# EXERCISE INSTRUCTIONS
Count the lines in the material that follows which contain the word "below". Give only the number.

Records from a data collection:
--- begin ---
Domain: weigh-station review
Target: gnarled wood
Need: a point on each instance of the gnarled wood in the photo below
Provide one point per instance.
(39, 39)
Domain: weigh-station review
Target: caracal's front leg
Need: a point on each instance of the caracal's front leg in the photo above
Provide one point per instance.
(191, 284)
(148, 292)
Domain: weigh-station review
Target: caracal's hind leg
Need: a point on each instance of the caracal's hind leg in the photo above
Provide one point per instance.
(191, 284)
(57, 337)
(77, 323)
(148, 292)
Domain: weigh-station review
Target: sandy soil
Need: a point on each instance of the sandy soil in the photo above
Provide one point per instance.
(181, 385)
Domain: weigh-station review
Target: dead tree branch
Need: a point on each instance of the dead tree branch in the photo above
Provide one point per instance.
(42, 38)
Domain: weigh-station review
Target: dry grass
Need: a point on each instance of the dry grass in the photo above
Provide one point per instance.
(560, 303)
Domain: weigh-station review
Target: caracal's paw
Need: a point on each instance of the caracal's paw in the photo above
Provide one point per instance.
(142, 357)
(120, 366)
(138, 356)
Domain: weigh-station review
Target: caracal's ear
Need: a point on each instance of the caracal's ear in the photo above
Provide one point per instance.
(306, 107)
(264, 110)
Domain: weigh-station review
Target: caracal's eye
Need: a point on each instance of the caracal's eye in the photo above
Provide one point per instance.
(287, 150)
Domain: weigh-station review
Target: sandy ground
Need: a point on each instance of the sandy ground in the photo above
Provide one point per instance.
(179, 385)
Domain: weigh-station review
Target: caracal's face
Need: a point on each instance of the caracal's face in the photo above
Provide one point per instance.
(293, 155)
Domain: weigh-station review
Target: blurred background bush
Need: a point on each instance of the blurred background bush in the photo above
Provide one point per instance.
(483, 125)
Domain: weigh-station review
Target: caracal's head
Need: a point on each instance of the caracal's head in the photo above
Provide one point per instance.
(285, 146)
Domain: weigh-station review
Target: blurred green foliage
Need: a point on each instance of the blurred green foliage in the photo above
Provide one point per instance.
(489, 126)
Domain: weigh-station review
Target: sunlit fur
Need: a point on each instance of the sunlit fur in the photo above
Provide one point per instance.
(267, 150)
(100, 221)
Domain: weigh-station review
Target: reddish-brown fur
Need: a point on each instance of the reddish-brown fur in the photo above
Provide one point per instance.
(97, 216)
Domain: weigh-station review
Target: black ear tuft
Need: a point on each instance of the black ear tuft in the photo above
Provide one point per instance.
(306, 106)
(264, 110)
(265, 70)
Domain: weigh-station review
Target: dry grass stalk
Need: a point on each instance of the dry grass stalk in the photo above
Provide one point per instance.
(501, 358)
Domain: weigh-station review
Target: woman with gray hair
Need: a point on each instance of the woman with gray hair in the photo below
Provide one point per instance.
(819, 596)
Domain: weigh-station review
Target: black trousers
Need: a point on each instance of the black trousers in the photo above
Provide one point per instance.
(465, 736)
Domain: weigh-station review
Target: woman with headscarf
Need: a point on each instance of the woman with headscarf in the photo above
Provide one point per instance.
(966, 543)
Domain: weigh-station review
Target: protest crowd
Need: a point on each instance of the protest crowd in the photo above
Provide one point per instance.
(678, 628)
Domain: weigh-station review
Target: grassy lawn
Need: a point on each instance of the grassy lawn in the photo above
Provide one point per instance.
--- end ---
# TASK RESPONSE
2